■ **Requirement**
Retype each of the following records word for word, with no changes.

━━━━━ Data for this exercise ━━━━━

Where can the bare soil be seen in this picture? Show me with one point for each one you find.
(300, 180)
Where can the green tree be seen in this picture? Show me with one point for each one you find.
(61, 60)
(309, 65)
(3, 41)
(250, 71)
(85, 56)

━━━━━

■ **Output for this exercise**
Where can the bare soil be seen in this picture? Show me with one point for each one you find.
(300, 180)
Where can the green tree be seen in this picture? Show me with one point for each one you find.
(61, 60)
(309, 65)
(3, 41)
(250, 71)
(85, 56)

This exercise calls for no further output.